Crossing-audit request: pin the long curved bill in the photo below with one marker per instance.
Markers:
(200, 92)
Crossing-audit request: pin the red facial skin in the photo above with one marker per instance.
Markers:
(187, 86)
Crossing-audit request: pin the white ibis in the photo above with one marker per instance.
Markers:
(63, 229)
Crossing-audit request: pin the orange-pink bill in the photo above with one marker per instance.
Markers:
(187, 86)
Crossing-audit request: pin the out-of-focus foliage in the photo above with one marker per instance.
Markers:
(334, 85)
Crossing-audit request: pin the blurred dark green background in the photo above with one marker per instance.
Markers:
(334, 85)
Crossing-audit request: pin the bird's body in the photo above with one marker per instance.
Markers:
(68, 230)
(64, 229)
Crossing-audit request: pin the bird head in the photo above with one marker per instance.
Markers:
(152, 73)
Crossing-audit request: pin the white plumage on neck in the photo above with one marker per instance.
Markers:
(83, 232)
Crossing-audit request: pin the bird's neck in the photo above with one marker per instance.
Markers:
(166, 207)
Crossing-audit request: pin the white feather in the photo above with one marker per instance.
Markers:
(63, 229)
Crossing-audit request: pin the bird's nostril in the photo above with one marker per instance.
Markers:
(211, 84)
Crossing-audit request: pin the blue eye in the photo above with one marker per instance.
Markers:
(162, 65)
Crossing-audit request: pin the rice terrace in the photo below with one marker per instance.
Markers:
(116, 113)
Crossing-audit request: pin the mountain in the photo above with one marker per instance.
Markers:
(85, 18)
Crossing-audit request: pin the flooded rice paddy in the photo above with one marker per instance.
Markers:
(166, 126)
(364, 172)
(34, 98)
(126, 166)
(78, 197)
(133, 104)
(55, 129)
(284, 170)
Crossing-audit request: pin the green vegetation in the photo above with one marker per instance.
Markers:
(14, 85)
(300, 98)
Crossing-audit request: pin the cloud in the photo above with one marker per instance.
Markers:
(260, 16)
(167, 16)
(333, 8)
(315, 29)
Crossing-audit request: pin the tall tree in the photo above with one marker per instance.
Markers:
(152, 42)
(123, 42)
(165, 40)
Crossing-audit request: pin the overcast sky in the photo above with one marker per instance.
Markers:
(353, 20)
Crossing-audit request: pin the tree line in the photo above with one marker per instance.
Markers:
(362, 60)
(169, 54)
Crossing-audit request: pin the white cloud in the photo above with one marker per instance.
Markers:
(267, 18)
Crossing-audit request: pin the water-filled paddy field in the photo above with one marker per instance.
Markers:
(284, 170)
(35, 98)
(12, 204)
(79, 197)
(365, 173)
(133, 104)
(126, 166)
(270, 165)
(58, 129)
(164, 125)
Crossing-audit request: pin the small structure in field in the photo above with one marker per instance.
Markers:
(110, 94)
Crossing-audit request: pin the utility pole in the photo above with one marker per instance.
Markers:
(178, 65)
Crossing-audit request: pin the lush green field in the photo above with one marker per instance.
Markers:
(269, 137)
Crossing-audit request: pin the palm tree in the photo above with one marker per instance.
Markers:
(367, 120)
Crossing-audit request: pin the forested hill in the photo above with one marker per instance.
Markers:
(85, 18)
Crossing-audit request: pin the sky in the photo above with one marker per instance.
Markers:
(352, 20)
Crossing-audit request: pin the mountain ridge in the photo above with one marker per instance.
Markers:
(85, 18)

Exercise prompt :: Copy, word for word, the part of the entries above that opens with the line containing "Crossing-audit request: pin the blue" and runs through the end of the entries, including both the first and the last line.

The response ::
Crossing-audit request: pin the blue eye in the photo above with one marker per instance.
Markers:
(162, 65)
Crossing-audit request: pin the rice terrace in the photo below with one marker per instance.
Markers:
(116, 113)
Crossing-audit request: pin the mountain in the photo above with one marker per instance.
Markers:
(85, 18)
Crossing-audit request: pin the flooded rice paddy in the photo above with one marker per instance.
Markers:
(166, 126)
(364, 172)
(34, 98)
(126, 166)
(78, 197)
(133, 104)
(55, 129)
(284, 170)
Crossing-audit request: pin the green vegetation in the photo above with one marker per instance.
Markers:
(14, 85)
(300, 98)
Crossing-audit request: pin the cloud in the photo above with one marker per instance.
Markers:
(260, 16)
(167, 16)
(333, 8)
(315, 29)
Crossing-audit request: pin the tall tree in the photo above with one marker per instance.
Markers:
(152, 42)
(123, 42)
(165, 40)
Crossing-audit request: pin the overcast sky in the photo above with one marker per instance.
Markers:
(353, 20)
Crossing-audit request: pin the tree line in the photo above with one marker per instance.
Markers:
(362, 60)
(169, 54)
Crossing-audit request: pin the white cloud in the photo above with one marker per instance.
Markers:
(267, 18)
Crossing-audit request: pin the water-filled paddy field in the photo above with one marker per instance.
Markers:
(284, 170)
(35, 98)
(12, 204)
(79, 197)
(365, 173)
(133, 104)
(126, 166)
(270, 165)
(58, 129)
(164, 125)
Crossing-audit request: pin the small structure in field in the photo above with one marker per instance.
Markers:
(110, 94)
Crossing-audit request: pin the utility pole in the photo above with one marker per instance.
Markers:
(178, 65)
Crossing-audit request: pin the lush green field in the photo above with one marker per instance.
Markers:
(269, 137)
Crossing-audit request: pin the palm tree in the photo above with one marker per instance.
Markers:
(367, 120)
Crossing-audit request: pin the forested hill in the photo above with one marker per instance.
Markers:
(85, 18)
Crossing-audit request: pin the sky in the photo above with one marker per instance.
Markers:
(352, 20)
Crossing-audit request: pin the mountain ridge in the photo above with one marker per instance.
Markers:
(85, 18)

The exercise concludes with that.